##### SOURCE MATERIAL #####

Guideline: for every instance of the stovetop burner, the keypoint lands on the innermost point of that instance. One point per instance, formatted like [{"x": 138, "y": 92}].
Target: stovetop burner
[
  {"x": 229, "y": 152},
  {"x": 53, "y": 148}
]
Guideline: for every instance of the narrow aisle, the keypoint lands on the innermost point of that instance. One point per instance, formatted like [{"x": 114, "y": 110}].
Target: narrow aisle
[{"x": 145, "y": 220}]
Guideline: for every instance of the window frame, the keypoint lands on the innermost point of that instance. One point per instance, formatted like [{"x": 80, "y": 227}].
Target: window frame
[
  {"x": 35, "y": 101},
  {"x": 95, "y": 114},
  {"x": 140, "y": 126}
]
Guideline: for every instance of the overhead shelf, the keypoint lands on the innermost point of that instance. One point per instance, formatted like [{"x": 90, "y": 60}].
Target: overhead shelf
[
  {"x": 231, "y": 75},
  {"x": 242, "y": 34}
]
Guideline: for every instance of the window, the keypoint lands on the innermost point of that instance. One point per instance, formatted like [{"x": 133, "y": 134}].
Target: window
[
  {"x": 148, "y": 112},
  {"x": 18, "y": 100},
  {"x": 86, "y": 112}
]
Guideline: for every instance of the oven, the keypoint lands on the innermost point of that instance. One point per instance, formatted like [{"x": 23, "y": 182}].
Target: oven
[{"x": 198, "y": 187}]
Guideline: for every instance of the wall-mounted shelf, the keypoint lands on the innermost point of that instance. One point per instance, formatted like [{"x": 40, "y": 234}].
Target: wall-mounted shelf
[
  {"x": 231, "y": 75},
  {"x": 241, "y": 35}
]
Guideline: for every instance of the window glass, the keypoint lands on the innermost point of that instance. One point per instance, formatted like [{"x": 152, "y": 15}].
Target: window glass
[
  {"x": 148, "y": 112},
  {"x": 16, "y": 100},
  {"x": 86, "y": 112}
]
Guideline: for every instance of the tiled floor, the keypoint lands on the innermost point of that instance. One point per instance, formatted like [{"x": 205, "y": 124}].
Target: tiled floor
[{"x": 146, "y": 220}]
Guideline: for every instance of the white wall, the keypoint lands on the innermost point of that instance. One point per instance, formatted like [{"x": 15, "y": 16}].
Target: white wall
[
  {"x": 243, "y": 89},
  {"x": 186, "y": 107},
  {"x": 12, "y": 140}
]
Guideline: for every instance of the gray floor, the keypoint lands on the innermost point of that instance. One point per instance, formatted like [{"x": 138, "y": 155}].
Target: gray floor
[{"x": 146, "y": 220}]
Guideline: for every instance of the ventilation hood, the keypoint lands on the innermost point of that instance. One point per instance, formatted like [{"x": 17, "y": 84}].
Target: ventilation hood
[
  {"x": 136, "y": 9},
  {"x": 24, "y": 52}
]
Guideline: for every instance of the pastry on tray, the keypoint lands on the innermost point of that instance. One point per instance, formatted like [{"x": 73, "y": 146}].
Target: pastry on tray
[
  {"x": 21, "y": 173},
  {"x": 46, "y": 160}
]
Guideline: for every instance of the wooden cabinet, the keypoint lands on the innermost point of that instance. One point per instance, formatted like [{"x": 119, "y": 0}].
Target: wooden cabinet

#####

Would you copy each line of the records that contains "wooden"?

- **THE ANSWER**:
Guideline: for every instance of the wooden cabinet, the keypoint lands on the innermost point of that instance. One point per instance, formatted like [{"x": 119, "y": 0}].
Target: wooden cabinet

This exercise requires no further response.